MATERIAL SUPPLIED:
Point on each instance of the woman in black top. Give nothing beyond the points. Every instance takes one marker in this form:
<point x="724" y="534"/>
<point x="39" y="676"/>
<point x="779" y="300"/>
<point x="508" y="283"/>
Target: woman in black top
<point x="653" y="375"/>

DESCRIPTION OF THE TASK: Retype all of the records above, keeping them identical.

TASK ANSWER:
Point on each instance of the woman in black top. Give nothing beyond the points. Every instance takes one marker in this form:
<point x="724" y="534"/>
<point x="39" y="676"/>
<point x="779" y="300"/>
<point x="508" y="283"/>
Target: woman in black top
<point x="653" y="375"/>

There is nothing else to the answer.